Today, although it did not issue its much-anticipated ruling on the Obama Administration’s health care plan, the Supreme Court did agree to hear two antitrust cases during its next term (which starts in October).
In the first case, styled in the court of appeals as Behrend v. Comcast Corp., 655 F.3d 182 (3d Cir. 2011), Comcast challenged a decision certifying a class of cable TV subscribers. The Supreme Court has limited the question presented on appeal to: “Whether a district court may certify a class action without resolving whether the plaintiff class has introduced admissible evidence, including expert testimony, to show that the case is susceptible to awarding damages on a class-wide basis.”
This is an important question. In the U.S., in most antitrust class actions, plaintiffs must show that common questions predominate over individual questions. Behrend involves application of that basic rule to the issue of damages. A “no” answer could have a significant negative impact (from plaintiffs’ perspective) on antitrust class action litigation in the U.S. (In the Supreme Court, the case is numbered 11-864.)
In the second case, styled in the court of appeals as FTC v. Phoebe Putney Health System, Inc., 663 F.3d 1369 (11th Cir. 2011), the Court will take up the question of whether a hospital acquisition is immunized from antitrust scrutiny by virtue of the state action doctrine. (The Eleventh Circuit determined that the immunity attached, because the acquisition was authorized pursuant to a clearly articulated state policy to displace competition.) The FTC is pressing ahead with the appeal against the background of its challenges to three hospital mergers since 2011. (In the Supreme Court, the case is numbered 11-1160.)

▶ _INFORMATION PROVIDED_
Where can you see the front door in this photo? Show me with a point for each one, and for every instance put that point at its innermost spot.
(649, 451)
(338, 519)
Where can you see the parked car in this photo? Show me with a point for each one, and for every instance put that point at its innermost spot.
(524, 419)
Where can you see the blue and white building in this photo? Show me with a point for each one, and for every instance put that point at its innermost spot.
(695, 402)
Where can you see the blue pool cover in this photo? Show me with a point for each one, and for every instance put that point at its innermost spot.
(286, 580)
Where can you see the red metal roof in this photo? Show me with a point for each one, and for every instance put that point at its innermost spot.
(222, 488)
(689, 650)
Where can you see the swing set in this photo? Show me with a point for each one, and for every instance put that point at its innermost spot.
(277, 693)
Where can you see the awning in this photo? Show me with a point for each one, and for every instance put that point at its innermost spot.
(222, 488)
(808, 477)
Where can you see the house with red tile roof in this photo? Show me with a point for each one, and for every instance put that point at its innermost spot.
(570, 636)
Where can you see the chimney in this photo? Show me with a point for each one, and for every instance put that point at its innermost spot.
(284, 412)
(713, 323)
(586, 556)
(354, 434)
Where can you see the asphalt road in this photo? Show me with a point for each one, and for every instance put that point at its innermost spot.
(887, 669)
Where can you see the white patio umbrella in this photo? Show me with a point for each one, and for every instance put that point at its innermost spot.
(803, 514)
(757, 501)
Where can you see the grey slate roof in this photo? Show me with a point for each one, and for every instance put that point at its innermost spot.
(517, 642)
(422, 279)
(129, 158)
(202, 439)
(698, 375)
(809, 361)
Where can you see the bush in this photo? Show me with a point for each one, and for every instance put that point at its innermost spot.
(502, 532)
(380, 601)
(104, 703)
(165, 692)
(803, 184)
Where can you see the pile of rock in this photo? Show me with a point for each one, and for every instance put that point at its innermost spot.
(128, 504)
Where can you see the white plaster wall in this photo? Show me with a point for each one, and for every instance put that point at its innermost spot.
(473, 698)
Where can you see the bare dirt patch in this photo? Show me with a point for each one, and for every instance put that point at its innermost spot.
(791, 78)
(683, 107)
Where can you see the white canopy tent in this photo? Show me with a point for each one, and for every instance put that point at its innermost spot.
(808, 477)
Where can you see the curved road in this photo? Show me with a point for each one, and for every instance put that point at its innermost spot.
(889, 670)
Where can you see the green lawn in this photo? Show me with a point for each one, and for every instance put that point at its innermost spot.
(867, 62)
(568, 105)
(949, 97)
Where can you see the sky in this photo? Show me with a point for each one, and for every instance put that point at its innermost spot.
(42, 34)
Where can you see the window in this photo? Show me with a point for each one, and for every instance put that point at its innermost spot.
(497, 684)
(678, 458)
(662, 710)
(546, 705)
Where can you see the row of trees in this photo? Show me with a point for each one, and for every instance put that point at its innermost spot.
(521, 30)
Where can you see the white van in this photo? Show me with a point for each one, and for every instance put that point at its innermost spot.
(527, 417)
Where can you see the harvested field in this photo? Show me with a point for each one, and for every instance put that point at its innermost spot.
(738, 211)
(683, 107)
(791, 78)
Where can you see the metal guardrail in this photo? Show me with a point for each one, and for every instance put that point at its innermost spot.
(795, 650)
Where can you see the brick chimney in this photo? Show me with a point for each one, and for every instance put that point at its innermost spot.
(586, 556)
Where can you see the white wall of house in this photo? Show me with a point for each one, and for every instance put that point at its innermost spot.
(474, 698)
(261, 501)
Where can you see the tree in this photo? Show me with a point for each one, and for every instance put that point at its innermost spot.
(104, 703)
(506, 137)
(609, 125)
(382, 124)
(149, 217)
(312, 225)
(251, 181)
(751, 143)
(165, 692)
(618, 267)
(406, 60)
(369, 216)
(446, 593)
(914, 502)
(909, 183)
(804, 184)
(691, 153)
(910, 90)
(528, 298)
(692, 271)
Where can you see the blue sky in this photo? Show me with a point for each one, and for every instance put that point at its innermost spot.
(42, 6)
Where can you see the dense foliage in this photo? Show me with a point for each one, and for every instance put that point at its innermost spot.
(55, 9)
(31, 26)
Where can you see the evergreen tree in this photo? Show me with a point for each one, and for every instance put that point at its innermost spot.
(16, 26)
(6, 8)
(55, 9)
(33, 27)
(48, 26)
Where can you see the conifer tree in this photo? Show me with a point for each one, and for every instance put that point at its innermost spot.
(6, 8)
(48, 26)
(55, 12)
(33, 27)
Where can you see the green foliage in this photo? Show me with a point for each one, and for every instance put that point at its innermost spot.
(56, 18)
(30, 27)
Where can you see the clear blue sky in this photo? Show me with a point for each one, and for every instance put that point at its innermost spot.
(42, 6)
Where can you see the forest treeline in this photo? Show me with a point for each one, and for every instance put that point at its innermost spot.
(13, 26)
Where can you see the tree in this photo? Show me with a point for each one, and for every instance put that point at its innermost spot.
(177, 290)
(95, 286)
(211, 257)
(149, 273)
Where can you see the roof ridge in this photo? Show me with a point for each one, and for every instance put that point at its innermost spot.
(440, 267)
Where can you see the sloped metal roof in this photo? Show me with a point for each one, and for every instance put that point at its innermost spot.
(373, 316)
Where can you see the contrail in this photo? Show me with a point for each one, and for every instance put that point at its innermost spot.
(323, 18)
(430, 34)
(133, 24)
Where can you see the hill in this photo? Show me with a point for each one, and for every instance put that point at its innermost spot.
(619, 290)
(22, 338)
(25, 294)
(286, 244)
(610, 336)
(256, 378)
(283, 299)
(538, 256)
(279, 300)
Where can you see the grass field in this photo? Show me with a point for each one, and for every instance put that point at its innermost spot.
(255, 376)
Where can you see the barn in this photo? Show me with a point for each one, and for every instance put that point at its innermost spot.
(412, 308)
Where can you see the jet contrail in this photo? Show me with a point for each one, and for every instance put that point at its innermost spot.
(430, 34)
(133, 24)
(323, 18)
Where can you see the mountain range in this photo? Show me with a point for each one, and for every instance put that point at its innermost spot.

▶ _WORK TO COMPLETE_
• 1. Using the antitrust case summary, answer:
(a) In what month does the Supreme Court's next term start?
(b) Which court of appeals decided Behrend v. Comcast Corp.?
(c) What is the Supreme Court case number for the hospital acquisition case?
• 2. From the antitrust case summary, quote the passage that begins with the words "In the second" and ends with "is numbered 11-1160.)".

▶ _SOLUTION SET_
• 1.
(a) October
(b) The Third Circuit (3d Cir. 2011)
(c) 11-1160

• 2.
In the second case, styled in the court of appeals as FTC v. Phoebe Putney Health System, Inc., 663 F.3d 1369 (11th Cir. 2011), the Court will take up the question of whether a hospital acquisition is immunized from antitrust scrutiny by virtue of the state action doctrine. (The Eleventh Circuit determined that the immunity attached, because the acquisition was authorized pursuant to a clearly articulated state policy to displace competition.) The FTC is pressing ahead with the appeal against the background of its challenges to three hospital mergers since 2011. (In the Supreme Court, the case is numbered 11-1160.)